Instructions for the task – Copy out the rows below, swapping every "marker" for "pin" and changing nothing else. Leave the pictures out.

Task inputs –
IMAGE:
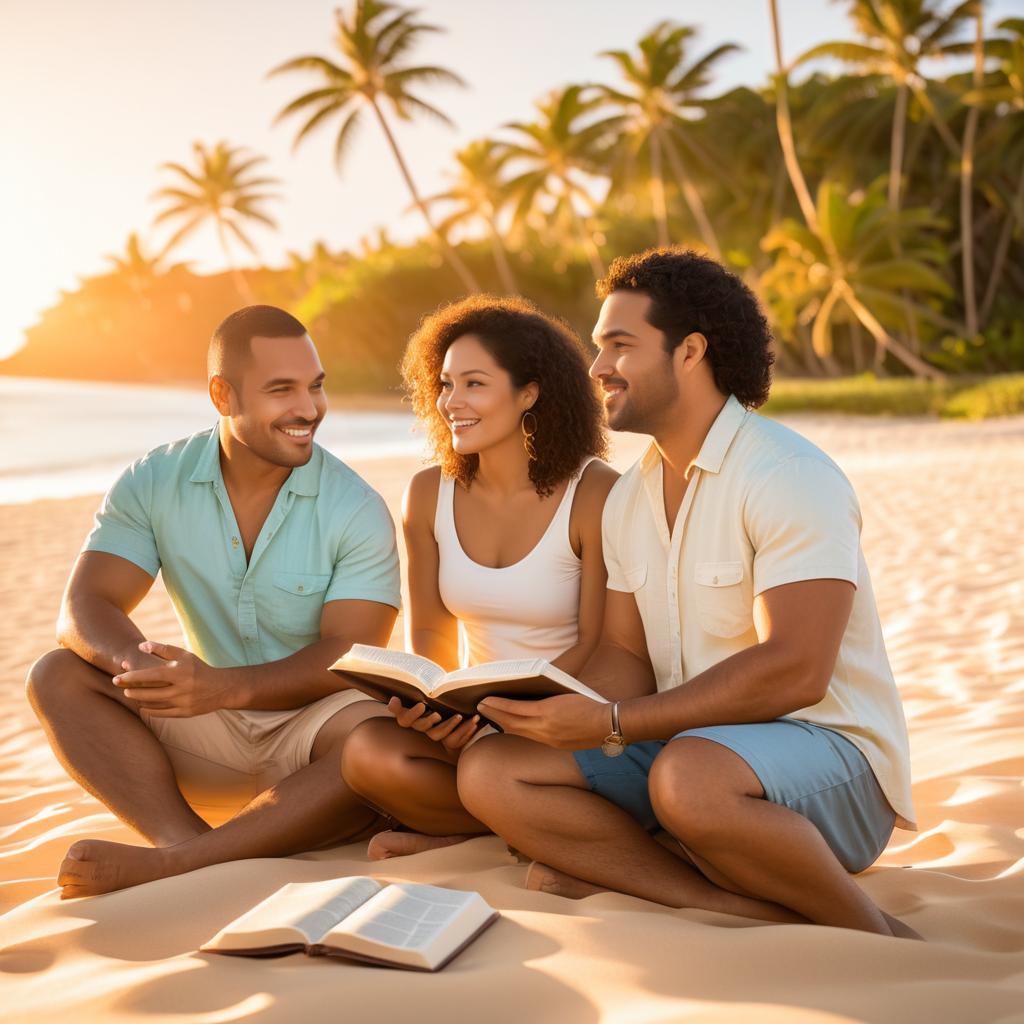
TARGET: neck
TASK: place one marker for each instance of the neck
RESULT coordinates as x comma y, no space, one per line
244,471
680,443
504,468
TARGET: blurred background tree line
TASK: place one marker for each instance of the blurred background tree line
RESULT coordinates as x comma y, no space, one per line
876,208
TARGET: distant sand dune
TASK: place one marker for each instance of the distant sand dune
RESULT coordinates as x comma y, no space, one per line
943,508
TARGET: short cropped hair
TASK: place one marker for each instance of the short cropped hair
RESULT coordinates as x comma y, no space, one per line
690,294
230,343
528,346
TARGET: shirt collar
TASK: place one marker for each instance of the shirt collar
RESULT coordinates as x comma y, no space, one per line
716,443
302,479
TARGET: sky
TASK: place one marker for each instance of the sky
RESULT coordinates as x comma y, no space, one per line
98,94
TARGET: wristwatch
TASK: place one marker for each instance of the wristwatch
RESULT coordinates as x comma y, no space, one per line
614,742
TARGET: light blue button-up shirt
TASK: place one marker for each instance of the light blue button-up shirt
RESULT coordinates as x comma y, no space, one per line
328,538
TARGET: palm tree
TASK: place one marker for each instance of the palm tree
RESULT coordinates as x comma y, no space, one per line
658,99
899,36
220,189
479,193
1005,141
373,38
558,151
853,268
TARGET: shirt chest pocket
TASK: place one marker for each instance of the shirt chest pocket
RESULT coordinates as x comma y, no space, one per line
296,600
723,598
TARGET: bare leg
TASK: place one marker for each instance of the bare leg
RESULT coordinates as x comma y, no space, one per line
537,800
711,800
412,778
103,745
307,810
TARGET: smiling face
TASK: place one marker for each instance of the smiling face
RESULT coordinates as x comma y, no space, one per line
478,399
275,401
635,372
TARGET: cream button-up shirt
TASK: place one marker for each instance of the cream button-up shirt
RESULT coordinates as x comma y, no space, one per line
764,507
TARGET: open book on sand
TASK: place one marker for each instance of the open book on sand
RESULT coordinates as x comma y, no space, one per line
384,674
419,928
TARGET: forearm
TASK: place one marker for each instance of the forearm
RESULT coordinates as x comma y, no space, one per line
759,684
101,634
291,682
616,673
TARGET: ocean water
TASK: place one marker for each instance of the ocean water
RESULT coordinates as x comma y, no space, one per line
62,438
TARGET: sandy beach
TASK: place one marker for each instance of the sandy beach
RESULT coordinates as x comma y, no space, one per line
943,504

Full answer –
IMAGE:
TARGET: neck
TASK: place one pin for each instance of the neck
RESULT coordinates as x comma y, no space, one per line
244,471
680,443
504,468
TARGET: blurred background tree line
TASK: place one pin for each instance of the blurred background tree line
RESULT coordinates as x comma y, no space, one per line
876,208
TARGET: distant sand dune
TASK: place one pin for each instance of the distant sand dune
RESULT coordinates as x comma y, no space, one per line
943,508
TARGET: short cropped hair
TASK: place one pin for each instance of the short cropped hair
RESULT coordinates as x comma y, no space, one per line
690,294
230,343
528,346
TARGET: shirt collar
TASK: place one pin for each instance of the shirt collar
RESULT coordinates as x comma y, no space, one per line
716,443
302,479
TARGET: sky
TASK: place one pin for each instance of the sky
RESULT coordinates as x comma y, no space, one per line
98,94
TARGET: wristwatch
TASK: place one pin for each instance of the wristwatch
RESULT coordinates as x comma y, no space, one per line
614,742
TARGET: light blue button-up shirt
TASK: place one pin for each instance of the light blue button-up shirt
RESULT coordinates as x comma y, no space, one per line
328,538
TARGET: palm tree
TASK: place one pin for each instance of the palm tree
RESULT coordinates as x comma y, no space, one per line
658,99
899,36
220,189
479,193
1005,141
373,38
558,151
853,268
TARGET: shirt chest pocket
TASK: place one pin for each instance of the shirt chest pocket
RESULT coordinates as x comma y, no space, one per line
296,600
723,598
TARGET: bare leg
TASK: place one pin for each instance of the bare leg
RESULT coordinates as x comma y, no space, one per line
537,800
711,800
412,778
103,745
307,810
TARGET: smiling face
TASK: place one pin for each instance of the smiling face
RESULT coordinates as x comma y, no space, one per line
478,399
275,401
635,372
TARGET: cream button-up shirt
TASK: place one pin for each instance of the cream button-up shirt
RESULT coordinates as x comma y, no space, one per line
764,507
TARGET: open book on sand
TASK: place one pin for each instance of the open book on sand
RESULT coordinates as x comma y, no space, one per line
384,674
419,928
TARGET: forearm
TASK: place one pin for each instance of the forearm
RESULT coordinates as x comma y, no space, one per line
759,684
101,634
291,682
616,673
TARGET: ocean water
TASK: place one pin for each instance of the ocean water
RESULT coordinates as x comma y, no space, one per line
62,438
TARGET: sandy beach
TASK: place one pin for each instance of the sandy beach
RESULT coordinates as x comma y, no space, one per line
943,504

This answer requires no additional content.